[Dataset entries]

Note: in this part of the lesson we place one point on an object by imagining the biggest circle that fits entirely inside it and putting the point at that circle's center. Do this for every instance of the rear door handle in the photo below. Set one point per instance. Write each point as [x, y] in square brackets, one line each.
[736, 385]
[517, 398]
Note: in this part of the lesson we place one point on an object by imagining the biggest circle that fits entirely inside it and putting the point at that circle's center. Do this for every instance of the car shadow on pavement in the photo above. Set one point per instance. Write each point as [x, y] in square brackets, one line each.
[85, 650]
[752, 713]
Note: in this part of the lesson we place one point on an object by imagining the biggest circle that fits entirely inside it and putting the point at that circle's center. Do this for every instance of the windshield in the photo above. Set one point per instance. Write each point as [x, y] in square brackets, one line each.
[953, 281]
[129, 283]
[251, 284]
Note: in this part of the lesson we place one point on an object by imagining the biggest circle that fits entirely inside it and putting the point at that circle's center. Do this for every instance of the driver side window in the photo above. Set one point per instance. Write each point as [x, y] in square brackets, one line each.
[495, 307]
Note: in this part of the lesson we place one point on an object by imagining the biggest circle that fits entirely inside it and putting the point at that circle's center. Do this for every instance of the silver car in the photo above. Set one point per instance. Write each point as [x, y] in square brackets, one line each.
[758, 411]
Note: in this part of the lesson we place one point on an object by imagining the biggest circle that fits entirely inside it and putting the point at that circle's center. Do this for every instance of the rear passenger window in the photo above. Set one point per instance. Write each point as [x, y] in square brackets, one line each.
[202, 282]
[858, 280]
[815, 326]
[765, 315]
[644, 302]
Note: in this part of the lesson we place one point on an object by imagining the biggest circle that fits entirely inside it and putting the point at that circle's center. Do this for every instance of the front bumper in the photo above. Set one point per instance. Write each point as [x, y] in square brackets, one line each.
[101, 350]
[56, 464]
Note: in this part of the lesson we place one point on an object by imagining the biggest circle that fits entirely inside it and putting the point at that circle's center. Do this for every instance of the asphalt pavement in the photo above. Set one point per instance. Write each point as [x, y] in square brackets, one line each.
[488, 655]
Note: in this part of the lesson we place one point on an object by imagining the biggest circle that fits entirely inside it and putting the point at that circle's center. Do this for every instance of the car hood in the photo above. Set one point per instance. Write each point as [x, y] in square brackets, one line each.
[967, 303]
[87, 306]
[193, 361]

ACTIVITY: From the data above, copy each line exactly.

WRITTEN RESPONSE:
Note: in this part of the lesson we place one point on an object by imagining the biggest circle that fits entirely inside it and putting the point at that circle's center. Do this for every instance of the rear door handle in the photo below. Set one point per instance. Write each point as [x, y] in square brackets, one line each.
[736, 385]
[517, 398]
Note: in this part of the lesson we place one point on an object by imagining the biggest circle that fits entirely inside it and putting the point at that circle's center. Do this for every instance of the car shadow on pavement in the photo above. Set one point per instance. Write each point as [x, y] in square brackets, one line each.
[85, 650]
[752, 713]
Note: in this part of the lesson we place one point on an object by imagining the biggest circle that fits entirely inside it and putting the point at that circle's center. Do this for every instance of the windshield in the photo above. Set one point per instance. Write each point as [x, y] in square brackets, one line each.
[953, 281]
[129, 283]
[251, 284]
Note: in this part of the lesson we place one point on an object by imagining the biggest circle that fits entirely inside it and putting the point at that circle's center. Do this for every instance of the driver side window in the photo above. Set one point per instance. Write each point as [x, y] in square brackets, one line each.
[495, 307]
Note: in this part of the lesson we place one point on an object by imagining the biggest circle that fits entirely inside it and putting the point at that circle's center. Do this for every instance of the silver car in the photo above. Set one point per instance. Write each point as [x, y] in square brackets, one line each.
[758, 411]
Note: in this part of the lesson we place one point on an object by imagining the biggest circle that fits entirely inside it and putting the point at that circle's center. Do this for every instance of the rear passenger window in the photo above. Set one point per instance. Write each point as [x, y] in square brackets, one line each.
[202, 282]
[858, 280]
[815, 326]
[765, 315]
[644, 302]
Note: in this part of the lesson we place one point on an object by imagining the biggest circle that fits entirely inside it and putting the point at that circle's center. Do this for every instance of the front bumper in the photo above. Set one point per instance. Write each point as [x, y] in square brackets, one line each.
[101, 350]
[56, 464]
Note: in this part of the lesson we place one point on an object by imagining the biggest circle that fits entirely inside it and putting the point at that circle's center. Do this for every instance of the asphalt pavement in the photo above. Set one point per instance. Write each point as [x, y] in square brackets, one line each.
[488, 655]
Note: in this part of the lesson we place one point on an object by imagining the biggest circle that fits entirely inside it and putting the point at that circle's center. Do this for every instance of the car hood in the photo above. Set one point per instance. Write each point as [x, y] in square brackets, one line each.
[967, 303]
[87, 306]
[193, 361]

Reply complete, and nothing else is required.